# [YOUR TASK]
Write out every one of the records below word for word, leaving out the pictures.

# [THE INPUT]
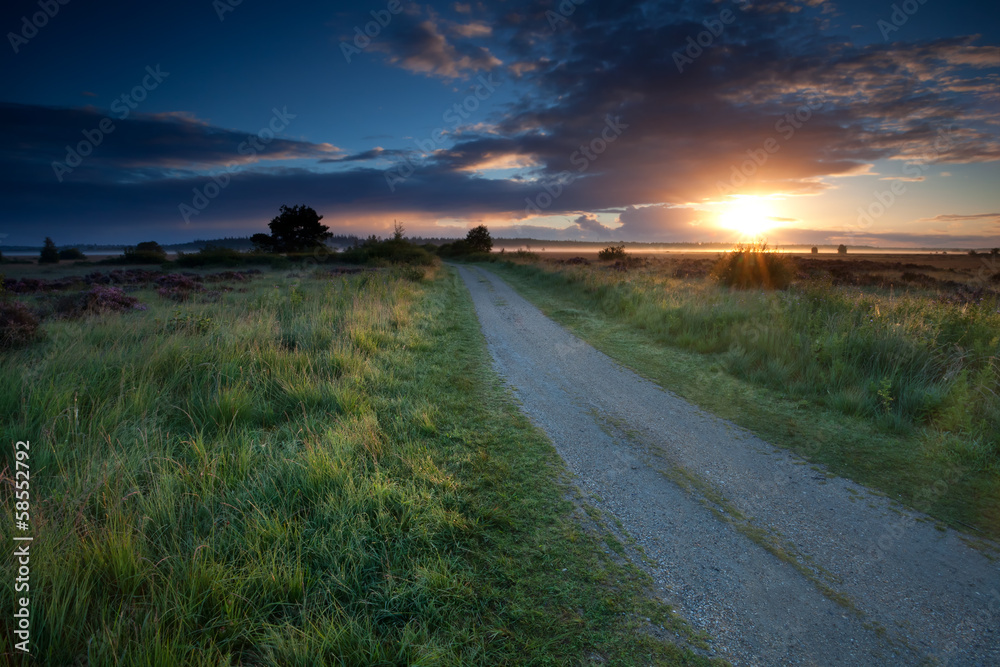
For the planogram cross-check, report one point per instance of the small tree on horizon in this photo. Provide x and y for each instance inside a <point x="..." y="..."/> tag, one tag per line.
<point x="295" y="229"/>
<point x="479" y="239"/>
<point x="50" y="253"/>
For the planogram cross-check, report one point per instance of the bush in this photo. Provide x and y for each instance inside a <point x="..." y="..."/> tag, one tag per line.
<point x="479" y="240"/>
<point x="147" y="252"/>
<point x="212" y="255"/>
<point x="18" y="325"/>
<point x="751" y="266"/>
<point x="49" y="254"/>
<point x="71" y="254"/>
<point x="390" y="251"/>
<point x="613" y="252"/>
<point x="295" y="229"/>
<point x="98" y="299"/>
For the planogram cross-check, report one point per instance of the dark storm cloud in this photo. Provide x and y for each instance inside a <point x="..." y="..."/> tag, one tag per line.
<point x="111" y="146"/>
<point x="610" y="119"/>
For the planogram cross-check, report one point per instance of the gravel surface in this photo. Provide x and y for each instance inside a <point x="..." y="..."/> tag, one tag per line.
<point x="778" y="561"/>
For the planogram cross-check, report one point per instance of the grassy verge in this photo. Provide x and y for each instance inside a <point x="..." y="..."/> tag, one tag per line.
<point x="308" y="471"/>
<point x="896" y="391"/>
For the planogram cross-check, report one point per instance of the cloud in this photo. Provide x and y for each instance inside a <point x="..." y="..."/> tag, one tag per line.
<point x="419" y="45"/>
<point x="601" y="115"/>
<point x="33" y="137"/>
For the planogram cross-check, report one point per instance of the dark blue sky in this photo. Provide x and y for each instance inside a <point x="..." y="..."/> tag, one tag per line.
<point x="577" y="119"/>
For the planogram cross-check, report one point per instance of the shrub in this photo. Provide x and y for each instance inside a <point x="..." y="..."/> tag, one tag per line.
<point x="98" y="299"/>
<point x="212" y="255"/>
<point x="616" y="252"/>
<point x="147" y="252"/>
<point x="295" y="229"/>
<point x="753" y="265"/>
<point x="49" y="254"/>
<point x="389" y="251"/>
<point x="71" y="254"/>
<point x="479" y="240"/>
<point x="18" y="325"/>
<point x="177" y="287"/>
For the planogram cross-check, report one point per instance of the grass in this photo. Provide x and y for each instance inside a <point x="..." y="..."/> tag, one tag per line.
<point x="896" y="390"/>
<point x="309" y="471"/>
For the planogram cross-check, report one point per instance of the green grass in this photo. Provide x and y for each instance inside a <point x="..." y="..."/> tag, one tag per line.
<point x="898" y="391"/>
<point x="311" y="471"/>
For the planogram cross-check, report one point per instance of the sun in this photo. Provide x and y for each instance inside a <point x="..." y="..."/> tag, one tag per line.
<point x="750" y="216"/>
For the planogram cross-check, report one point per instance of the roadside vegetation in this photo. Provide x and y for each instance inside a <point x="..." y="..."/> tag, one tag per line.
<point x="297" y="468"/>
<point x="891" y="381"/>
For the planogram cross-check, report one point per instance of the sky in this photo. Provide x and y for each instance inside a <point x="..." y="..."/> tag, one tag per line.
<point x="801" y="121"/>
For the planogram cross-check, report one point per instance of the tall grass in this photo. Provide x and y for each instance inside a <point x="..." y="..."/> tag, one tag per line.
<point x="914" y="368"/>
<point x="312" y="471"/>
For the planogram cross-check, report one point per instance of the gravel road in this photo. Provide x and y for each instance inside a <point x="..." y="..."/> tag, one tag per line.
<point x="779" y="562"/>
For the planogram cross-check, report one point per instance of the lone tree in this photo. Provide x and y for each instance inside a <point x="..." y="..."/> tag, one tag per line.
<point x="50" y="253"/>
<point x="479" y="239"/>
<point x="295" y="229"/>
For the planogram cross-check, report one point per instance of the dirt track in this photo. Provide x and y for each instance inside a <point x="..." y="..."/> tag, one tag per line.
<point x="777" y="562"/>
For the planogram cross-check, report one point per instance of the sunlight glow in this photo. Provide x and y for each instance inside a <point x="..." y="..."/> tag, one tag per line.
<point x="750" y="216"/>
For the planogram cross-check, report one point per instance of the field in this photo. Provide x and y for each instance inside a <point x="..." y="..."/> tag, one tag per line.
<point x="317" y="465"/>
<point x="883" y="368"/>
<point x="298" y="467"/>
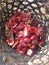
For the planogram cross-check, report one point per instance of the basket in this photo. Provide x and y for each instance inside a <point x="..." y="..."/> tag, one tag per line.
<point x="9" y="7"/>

# [REPLY]
For the planogram cross-check, report one point per instance of the small tree on horizon in this photo. Provide x and y for each instance inside a <point x="..." y="..."/> tag, one tag per line.
<point x="295" y="229"/>
<point x="479" y="239"/>
<point x="50" y="253"/>
For the planogram cross-check, report one point per instance of the bush in this photo. Provide x and y for each instance inside a <point x="..." y="..."/> tag, one tag per line.
<point x="479" y="240"/>
<point x="147" y="252"/>
<point x="212" y="255"/>
<point x="18" y="325"/>
<point x="751" y="266"/>
<point x="49" y="254"/>
<point x="71" y="254"/>
<point x="390" y="251"/>
<point x="613" y="252"/>
<point x="295" y="229"/>
<point x="98" y="299"/>
For the planogram cross-check, report one point per instance of the dark storm cloud in this photo. Provide x and y for each instance inside a <point x="..." y="..."/> tag, one tag per line.
<point x="111" y="146"/>
<point x="610" y="119"/>
For the planogram cross-check, report one point per instance of the gravel surface in this photo. Provide x and y for each instance inside a <point x="..." y="..."/> tag, one tag per line.
<point x="778" y="561"/>
For the planogram cross-check, report one point per instance of the grassy verge in this photo. Provide x and y for each instance inside a <point x="..." y="..."/> tag, one tag per line.
<point x="308" y="471"/>
<point x="896" y="391"/>
For the planogram cross-check, report one point per instance of the cloud in this photo. Provide x and y for each instance inside a <point x="..." y="..."/> tag, one tag per line.
<point x="419" y="45"/>
<point x="601" y="115"/>
<point x="33" y="137"/>
For the planogram cross-check, report one point per instance of the dark blue sky in this photo. Provide x and y for each instance inside a <point x="..." y="..."/> tag, one tag per line.
<point x="577" y="119"/>
For the planogram cross-check, report one point per instance of the shrub in this photo. Provide x and y for each instance inside a <point x="..." y="..."/> tag, one tag per line.
<point x="98" y="299"/>
<point x="212" y="255"/>
<point x="616" y="252"/>
<point x="147" y="252"/>
<point x="295" y="229"/>
<point x="753" y="265"/>
<point x="49" y="254"/>
<point x="389" y="251"/>
<point x="71" y="254"/>
<point x="479" y="240"/>
<point x="18" y="325"/>
<point x="177" y="287"/>
For the planogram cross-check, report one point per instance of the grass in this photo. Provide x and y for each instance inside a <point x="..." y="..."/> tag, one tag per line.
<point x="896" y="390"/>
<point x="309" y="471"/>
For the planogram cross-check, report one point per instance of the green grass in this photo. Provide x and y for each instance inside a <point x="..." y="..."/> tag, one tag per line.
<point x="898" y="391"/>
<point x="311" y="471"/>
For the planogram cross-check, report one point per instance of the sun in this photo. Provide x and y for each instance inside a <point x="..." y="..."/> tag, one tag per line.
<point x="750" y="216"/>
For the planogram cross-check, report one point per instance of the roadside vegetation in this photo. Provide x and y for each instance inside a <point x="..." y="..."/> tag, one tag per line.
<point x="297" y="468"/>
<point x="891" y="381"/>
For the planogram cross-check, report one point per instance of the sky in this photo. Provide x and y for each instance inside a <point x="..." y="..."/> tag, one tag per line.
<point x="801" y="121"/>
For the planogram cross-check, report one point per instance of the tall grass in this photo. Provide x and y for each instance inside a <point x="..." y="..."/> tag, one tag per line.
<point x="914" y="368"/>
<point x="312" y="471"/>
For the planogram cross-check, report one point per instance of the gravel road in this photo. Provide x and y for each instance inside a <point x="..." y="..."/> tag, one tag per line.
<point x="779" y="562"/>
For the planogram cross-check, report one point per instance of the lone tree in this photo. Provide x and y for each instance inside a <point x="..." y="..."/> tag, one tag per line.
<point x="50" y="253"/>
<point x="479" y="239"/>
<point x="295" y="229"/>
For the planogram cross-check, report one point per instance of the dirt track in this photo. Provide x and y for each instance inside a <point x="..." y="..."/> tag, one tag per line.
<point x="777" y="562"/>
For the planogram cross-check, report one point per instance of the sunlight glow in this photo. Provide x and y for each instance inside a <point x="..." y="..."/> tag, one tag per line.
<point x="750" y="216"/>
For the planogram cross-check, report one point per instance of the field in this photo. Provide x and y for each instance inside a <point x="..." y="..."/> tag, one tag per line.
<point x="317" y="465"/>
<point x="883" y="368"/>
<point x="298" y="467"/>
For the planogram cross-check, report one point per instance of the basket in this photo. Provide x and y for each instance inside a <point x="..." y="..."/> tag, one tag per line.
<point x="9" y="7"/>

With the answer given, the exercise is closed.